Image point grounding data:
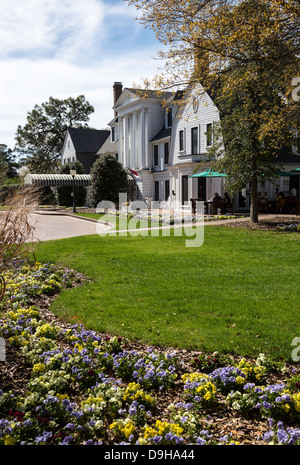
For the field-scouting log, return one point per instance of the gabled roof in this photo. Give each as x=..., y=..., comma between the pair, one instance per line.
x=88, y=140
x=148, y=93
x=162, y=134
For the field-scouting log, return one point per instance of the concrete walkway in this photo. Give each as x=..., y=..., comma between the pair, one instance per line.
x=50, y=226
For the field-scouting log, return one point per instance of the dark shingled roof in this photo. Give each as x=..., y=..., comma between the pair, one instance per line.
x=165, y=132
x=88, y=140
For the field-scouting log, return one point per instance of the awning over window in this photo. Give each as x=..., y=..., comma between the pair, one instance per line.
x=57, y=180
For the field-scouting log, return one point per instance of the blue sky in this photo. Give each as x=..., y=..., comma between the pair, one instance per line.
x=66, y=48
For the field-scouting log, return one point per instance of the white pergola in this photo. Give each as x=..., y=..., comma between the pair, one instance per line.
x=57, y=180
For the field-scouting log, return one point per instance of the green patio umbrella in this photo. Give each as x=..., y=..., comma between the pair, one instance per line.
x=208, y=174
x=286, y=173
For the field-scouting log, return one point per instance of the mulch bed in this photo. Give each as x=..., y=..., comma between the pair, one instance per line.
x=15, y=375
x=265, y=223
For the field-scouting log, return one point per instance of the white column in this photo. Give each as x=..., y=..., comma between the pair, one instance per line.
x=146, y=142
x=133, y=138
x=125, y=127
x=142, y=138
x=120, y=140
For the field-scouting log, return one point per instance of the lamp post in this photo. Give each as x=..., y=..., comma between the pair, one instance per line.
x=73, y=174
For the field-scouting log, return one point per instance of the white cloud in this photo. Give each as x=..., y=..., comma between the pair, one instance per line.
x=48, y=26
x=27, y=83
x=64, y=48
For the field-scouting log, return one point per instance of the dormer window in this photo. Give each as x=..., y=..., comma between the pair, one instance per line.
x=169, y=117
x=113, y=134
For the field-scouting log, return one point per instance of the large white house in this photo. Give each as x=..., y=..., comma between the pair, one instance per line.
x=162, y=142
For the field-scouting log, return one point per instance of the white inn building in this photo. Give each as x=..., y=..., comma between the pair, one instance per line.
x=162, y=144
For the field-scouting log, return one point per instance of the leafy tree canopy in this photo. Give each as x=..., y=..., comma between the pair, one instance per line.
x=41, y=139
x=246, y=53
x=8, y=164
x=108, y=179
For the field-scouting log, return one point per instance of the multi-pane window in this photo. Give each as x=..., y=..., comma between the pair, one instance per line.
x=113, y=134
x=167, y=189
x=209, y=134
x=166, y=153
x=156, y=191
x=155, y=149
x=181, y=140
x=169, y=117
x=194, y=140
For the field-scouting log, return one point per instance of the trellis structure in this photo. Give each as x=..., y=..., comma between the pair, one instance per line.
x=54, y=180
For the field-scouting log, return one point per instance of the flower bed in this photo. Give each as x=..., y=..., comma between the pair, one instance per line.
x=293, y=227
x=91, y=389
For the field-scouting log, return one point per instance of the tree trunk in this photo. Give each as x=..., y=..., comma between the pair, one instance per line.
x=254, y=201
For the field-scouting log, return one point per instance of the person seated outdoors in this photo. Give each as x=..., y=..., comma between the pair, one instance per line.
x=290, y=203
x=227, y=204
x=263, y=203
x=280, y=207
x=217, y=203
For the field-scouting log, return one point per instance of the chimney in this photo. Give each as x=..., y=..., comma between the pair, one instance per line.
x=118, y=88
x=201, y=63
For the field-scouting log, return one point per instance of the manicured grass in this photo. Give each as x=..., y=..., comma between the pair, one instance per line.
x=237, y=293
x=120, y=223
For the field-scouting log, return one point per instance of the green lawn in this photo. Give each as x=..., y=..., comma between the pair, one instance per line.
x=237, y=293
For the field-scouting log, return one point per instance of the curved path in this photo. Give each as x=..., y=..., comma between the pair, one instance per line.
x=57, y=226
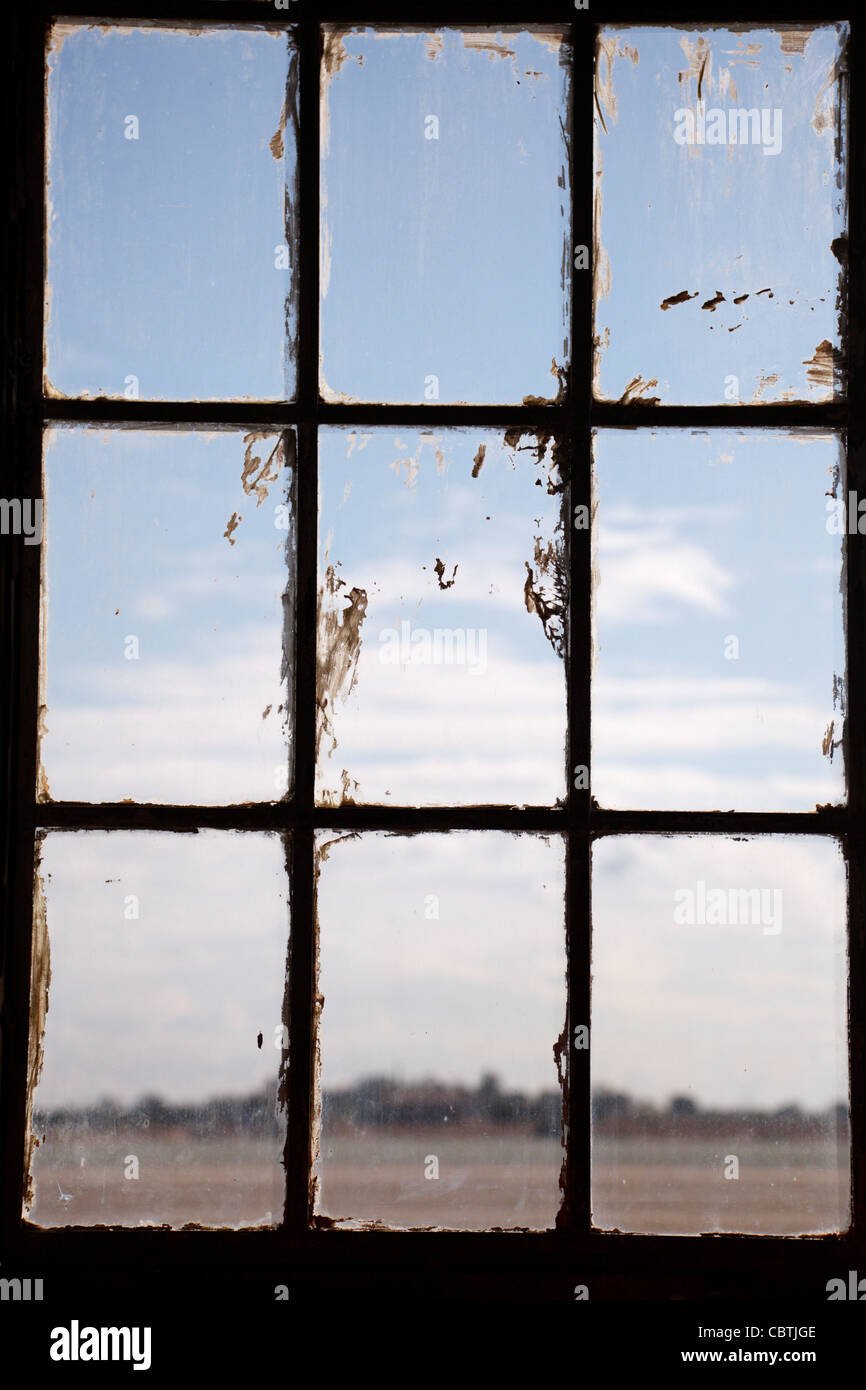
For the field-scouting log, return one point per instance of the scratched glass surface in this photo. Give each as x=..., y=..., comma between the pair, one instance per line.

Instructions to follow:
Return each of the lines exactly as they appear above, with no images.

Result of this task:
For the field-scouting log, return one point per instance of the gabled roof in this photo. Give each as x=..., y=..., comma between the pair, one instance per line.
x=88, y=140
x=148, y=93
x=162, y=134
For the field-scouting log, return one point per instance of the concrete walkway in this photo. Give each as x=..., y=..., comma between the pair, one instance per line.
x=50, y=226
For the field-scouting log, return one point per instance of the dark shingled roof in this photo. Give each as x=..., y=..., comma between the pair, one instance per line.
x=165, y=132
x=88, y=140
For the field-scouting log, return one point per instance of the awning over window in this photo. Give each as x=..., y=..., comma between the pair, one instance per line.
x=57, y=180
For the field-scouting log, return one point per instance of the blue sky in this photo. Give each as x=..., y=..., comma between the pair, one instance per line.
x=66, y=48
For the field-scouting log, return one point per instance of the white pergola in this photo. Give each as x=..., y=..., comma between the pair, one instance per line.
x=57, y=180
For the field-scouting log, return one point per instance of the green patio umbrella in this photo. Give each as x=..., y=..., comma between the pair, one instance per line.
x=208, y=174
x=286, y=173
For the field-scouting log, return one point per instance of the mulch bed in this photo. Give each as x=..., y=..., comma between the pair, one instance per line.
x=15, y=375
x=265, y=223
For the field-scouting log, return one point per instance of the white column in this photo. Give each as x=..., y=..., comma between the pair, one instance per line.
x=146, y=142
x=133, y=138
x=125, y=127
x=142, y=138
x=120, y=140
For the field-scouting log, return one point per instance of the lamp post in this photo. Give each as x=..., y=..., comma between the pair, one instance per line.
x=73, y=174
For the field-scouting log, return one point per instance of the white cloud in this photo. Give each as x=..., y=..., comma between the pair, one instance per line.
x=48, y=26
x=27, y=83
x=64, y=48
For the field-scouting log, return one point per instance of the dormer window in this photo. Give each as x=..., y=..., comma between the pair, one instance per line.
x=169, y=117
x=113, y=134
For the field-scouting log, return one point per instance of the large white house in this photo. Give each as x=..., y=..., comma between the pair, one instance per line.
x=162, y=142
For the field-scouting log, return one point per instance of the white inn building in this photo. Give each as x=..., y=..., comma between the pair, one instance per line.
x=162, y=144
For the field-scouting log, return one point per instance of the leafy tree canopy in this photo. Give each as x=..., y=..., comma between the pair, one instance per line.
x=41, y=139
x=246, y=53
x=8, y=164
x=108, y=179
For the field-scouting log, return one point per instance of the multi-pane window in this photo. Give each as x=..., y=..., comma between the pair, one instance per line.
x=113, y=134
x=167, y=189
x=209, y=134
x=166, y=153
x=156, y=191
x=155, y=149
x=181, y=140
x=169, y=117
x=194, y=140
For the field-scouting log, return one point per instance of the trellis structure in this photo. Give each as x=..., y=..., comma between the pair, one instance per line.
x=54, y=180
For the field-scouting log, return one point per instance of the flower bed in this photo. Give each as x=..., y=..., comma between the pair, one instance per line.
x=293, y=227
x=91, y=389
For the field-scouting log, return one point per instance of the tree trunk in this photo. Give each as x=..., y=..., comma between the pair, one instance per line.
x=254, y=201
For the field-scouting log, return one point per instance of the person seated outdoors in this photo. Give each as x=..., y=..., comma between the pair, one instance per line.
x=290, y=203
x=227, y=204
x=263, y=203
x=280, y=207
x=217, y=203
For the field-scouting log, return one point per instance of the chimney in this photo. Give each as x=..., y=..., comma between the pair, one instance per line.
x=118, y=88
x=201, y=63
For the field-scouting log, return one point per instance of the manicured grass in this photo. Give each as x=..., y=..., comma between the pair, one instance per line.
x=237, y=293
x=120, y=223
For the field-scouting log, return one point per instance of the green lawn in this photo. Give each as x=..., y=..., comma between the pair, one instance per line.
x=237, y=293
For the field-scouting log, return one point per instance of the curved path in this photo. Give each as x=..., y=..., comma between the pair, one instance per line.
x=57, y=226
For the field-scouting log, return one point per instance of the scratched glass surface in this photo. Give each as x=..., y=..., comma between the pair, one instance per line.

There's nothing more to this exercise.